(THE PROBLEM) In the entries below, go to the line containing "green leaf, one" and repeat it along with every later line, exactly.
*-*-*
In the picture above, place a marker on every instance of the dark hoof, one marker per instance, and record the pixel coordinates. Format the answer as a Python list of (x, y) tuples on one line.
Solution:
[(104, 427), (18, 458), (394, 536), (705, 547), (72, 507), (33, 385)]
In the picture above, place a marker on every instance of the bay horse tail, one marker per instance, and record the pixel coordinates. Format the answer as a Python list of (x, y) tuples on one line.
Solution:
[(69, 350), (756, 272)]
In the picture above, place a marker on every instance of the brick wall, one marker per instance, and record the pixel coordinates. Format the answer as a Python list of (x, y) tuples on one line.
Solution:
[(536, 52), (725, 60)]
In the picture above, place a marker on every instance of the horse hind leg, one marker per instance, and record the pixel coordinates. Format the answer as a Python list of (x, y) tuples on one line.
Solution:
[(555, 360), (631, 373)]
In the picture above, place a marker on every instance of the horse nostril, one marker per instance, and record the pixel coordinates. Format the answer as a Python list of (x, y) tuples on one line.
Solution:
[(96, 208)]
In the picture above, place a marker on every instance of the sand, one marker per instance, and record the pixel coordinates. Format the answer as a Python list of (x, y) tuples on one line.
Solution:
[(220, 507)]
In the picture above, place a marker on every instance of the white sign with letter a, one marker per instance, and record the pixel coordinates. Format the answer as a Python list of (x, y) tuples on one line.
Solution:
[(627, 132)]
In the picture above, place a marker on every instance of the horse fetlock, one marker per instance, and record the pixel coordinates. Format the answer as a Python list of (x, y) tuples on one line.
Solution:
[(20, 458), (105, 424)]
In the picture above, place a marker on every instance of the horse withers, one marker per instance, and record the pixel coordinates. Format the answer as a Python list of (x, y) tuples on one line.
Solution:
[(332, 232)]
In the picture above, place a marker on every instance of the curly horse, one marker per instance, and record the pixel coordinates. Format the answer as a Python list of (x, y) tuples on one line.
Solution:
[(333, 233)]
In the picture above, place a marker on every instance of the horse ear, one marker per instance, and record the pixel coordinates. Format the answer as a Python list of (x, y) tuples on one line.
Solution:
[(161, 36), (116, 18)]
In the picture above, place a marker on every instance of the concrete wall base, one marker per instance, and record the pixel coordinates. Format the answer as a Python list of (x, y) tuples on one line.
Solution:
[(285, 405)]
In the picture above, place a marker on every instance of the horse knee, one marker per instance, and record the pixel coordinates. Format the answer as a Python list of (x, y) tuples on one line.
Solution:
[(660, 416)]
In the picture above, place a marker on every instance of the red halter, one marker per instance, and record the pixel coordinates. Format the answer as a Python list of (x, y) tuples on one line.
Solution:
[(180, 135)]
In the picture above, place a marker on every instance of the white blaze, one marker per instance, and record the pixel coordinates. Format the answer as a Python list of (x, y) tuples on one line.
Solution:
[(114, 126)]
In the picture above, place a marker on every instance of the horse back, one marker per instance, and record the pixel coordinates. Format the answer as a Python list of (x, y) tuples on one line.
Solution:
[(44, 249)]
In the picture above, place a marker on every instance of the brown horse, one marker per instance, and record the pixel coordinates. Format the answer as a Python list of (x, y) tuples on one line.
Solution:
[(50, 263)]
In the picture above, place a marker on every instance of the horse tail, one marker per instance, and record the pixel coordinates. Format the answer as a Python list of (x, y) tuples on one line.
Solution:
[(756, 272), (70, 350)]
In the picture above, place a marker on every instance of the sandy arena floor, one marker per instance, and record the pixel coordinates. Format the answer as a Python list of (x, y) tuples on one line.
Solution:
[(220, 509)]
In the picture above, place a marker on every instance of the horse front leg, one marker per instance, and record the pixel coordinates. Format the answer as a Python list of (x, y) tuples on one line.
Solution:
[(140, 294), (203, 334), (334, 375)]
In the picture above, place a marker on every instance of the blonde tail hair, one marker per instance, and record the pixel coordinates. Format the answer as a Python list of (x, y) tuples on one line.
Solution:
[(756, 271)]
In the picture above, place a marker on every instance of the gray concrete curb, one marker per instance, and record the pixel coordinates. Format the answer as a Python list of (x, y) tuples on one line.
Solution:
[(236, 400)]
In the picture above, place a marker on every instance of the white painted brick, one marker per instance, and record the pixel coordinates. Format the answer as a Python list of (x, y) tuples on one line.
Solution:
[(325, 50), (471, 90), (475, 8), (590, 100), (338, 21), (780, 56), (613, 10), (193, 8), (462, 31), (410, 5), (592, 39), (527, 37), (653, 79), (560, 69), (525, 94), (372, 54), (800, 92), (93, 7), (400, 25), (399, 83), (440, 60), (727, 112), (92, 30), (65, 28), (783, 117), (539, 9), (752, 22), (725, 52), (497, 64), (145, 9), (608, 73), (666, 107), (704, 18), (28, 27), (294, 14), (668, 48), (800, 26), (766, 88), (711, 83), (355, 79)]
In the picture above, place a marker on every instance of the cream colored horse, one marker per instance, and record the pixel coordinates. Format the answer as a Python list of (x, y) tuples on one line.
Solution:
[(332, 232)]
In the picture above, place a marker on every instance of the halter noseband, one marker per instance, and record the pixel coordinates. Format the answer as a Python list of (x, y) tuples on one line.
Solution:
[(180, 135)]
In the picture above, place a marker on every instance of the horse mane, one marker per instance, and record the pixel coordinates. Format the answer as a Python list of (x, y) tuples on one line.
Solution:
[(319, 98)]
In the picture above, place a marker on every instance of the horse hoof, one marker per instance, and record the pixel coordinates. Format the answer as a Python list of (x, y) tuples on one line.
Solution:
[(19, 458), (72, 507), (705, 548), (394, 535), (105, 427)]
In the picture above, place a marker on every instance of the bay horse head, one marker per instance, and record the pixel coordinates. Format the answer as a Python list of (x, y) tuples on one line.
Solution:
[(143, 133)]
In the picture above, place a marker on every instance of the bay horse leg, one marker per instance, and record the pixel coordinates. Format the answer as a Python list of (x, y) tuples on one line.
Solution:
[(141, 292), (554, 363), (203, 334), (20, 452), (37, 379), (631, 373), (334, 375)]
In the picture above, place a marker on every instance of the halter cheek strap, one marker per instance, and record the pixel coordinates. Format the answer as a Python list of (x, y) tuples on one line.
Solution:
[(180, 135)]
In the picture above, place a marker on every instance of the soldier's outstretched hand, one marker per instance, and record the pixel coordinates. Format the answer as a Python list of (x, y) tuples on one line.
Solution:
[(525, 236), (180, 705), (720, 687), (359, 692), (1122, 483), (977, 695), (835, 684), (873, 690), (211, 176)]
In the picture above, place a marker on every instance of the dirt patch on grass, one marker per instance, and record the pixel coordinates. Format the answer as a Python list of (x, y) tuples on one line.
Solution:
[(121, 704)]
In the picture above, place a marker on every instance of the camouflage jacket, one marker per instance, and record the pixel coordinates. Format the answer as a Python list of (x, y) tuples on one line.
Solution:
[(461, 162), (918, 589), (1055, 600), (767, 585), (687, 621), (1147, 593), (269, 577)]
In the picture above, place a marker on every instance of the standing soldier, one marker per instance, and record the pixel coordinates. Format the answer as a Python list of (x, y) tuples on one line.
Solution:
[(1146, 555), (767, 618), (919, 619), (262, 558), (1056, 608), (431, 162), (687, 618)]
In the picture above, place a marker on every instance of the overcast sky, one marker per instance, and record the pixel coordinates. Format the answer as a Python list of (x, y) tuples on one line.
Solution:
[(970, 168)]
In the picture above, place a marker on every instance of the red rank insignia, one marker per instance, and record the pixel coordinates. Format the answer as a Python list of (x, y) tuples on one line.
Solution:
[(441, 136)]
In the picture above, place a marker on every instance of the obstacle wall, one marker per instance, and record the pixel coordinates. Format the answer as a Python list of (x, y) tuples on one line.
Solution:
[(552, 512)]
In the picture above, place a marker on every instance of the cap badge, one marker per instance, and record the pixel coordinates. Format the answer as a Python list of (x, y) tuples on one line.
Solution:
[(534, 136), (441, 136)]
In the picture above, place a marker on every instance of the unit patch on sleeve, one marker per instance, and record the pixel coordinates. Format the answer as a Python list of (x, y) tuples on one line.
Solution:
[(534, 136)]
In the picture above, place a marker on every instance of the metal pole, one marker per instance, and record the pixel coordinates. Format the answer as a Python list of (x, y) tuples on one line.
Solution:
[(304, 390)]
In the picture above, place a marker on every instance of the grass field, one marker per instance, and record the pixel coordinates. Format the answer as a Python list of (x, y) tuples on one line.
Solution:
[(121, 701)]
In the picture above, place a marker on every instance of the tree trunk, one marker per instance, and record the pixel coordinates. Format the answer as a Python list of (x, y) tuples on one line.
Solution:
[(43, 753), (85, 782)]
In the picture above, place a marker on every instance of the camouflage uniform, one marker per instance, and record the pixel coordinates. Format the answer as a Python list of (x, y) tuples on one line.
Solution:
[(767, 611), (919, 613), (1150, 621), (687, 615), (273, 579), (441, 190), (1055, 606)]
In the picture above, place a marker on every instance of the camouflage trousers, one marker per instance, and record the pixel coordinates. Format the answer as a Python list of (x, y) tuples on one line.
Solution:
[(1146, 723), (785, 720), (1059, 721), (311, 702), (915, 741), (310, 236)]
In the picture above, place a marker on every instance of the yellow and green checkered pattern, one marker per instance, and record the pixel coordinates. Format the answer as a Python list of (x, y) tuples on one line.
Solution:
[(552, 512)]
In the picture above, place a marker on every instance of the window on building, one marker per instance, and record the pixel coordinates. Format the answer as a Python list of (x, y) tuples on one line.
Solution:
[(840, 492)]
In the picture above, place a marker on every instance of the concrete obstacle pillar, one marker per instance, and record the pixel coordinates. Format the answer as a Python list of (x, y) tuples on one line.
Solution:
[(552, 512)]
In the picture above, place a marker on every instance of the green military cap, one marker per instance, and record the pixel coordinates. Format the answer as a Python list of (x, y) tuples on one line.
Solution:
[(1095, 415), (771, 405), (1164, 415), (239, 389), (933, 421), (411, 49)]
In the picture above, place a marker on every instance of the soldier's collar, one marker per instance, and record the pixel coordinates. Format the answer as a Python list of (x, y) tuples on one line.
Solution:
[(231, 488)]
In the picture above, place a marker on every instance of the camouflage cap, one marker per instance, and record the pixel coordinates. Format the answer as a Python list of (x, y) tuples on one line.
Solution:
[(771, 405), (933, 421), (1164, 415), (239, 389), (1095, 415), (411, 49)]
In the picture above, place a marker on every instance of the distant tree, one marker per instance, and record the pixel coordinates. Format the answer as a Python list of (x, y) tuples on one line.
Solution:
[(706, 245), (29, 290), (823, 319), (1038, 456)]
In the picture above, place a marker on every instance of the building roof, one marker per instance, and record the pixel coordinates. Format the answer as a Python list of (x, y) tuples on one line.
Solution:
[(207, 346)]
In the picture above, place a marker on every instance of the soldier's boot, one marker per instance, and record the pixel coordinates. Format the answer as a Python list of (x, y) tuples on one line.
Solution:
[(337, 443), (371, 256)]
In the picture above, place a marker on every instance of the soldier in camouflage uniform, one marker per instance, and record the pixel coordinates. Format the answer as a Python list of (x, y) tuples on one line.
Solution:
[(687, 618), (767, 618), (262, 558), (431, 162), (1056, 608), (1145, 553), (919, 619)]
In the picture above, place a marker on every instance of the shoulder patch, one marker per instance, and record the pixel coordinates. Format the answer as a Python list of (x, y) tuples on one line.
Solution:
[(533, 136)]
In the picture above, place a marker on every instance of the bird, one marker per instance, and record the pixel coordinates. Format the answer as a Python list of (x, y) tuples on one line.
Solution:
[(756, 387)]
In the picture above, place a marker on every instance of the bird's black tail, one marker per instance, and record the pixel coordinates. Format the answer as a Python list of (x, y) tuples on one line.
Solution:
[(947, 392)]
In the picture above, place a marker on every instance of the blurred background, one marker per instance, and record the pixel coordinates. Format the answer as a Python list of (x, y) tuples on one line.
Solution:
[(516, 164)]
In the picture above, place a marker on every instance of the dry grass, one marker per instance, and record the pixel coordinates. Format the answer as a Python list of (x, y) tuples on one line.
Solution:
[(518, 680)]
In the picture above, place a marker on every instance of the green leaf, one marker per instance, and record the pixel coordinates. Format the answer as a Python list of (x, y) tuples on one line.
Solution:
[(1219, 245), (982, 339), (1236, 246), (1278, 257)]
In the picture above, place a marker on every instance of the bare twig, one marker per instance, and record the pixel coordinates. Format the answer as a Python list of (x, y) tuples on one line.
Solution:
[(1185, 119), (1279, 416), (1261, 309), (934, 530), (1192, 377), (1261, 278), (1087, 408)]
*-*-*
(SOLUTION FOR THIS PROBLEM)
In the picture above, place a marker on every instance of the green leaf, one marker per instance, and record the pixel coordinates. Format the answer as a Python list of (x, y) tuples on one line.
Solution:
[(1219, 245), (982, 339), (1236, 246), (1278, 257)]
In the picture above, place a marker on every instance of the bare twig, one marker per instance, and record the pixel coordinates. Format the answer as a Python list of (x, y) tuples on one line.
Solution:
[(1185, 119), (1279, 416), (1261, 309), (934, 530), (1192, 377), (1261, 278), (1087, 408)]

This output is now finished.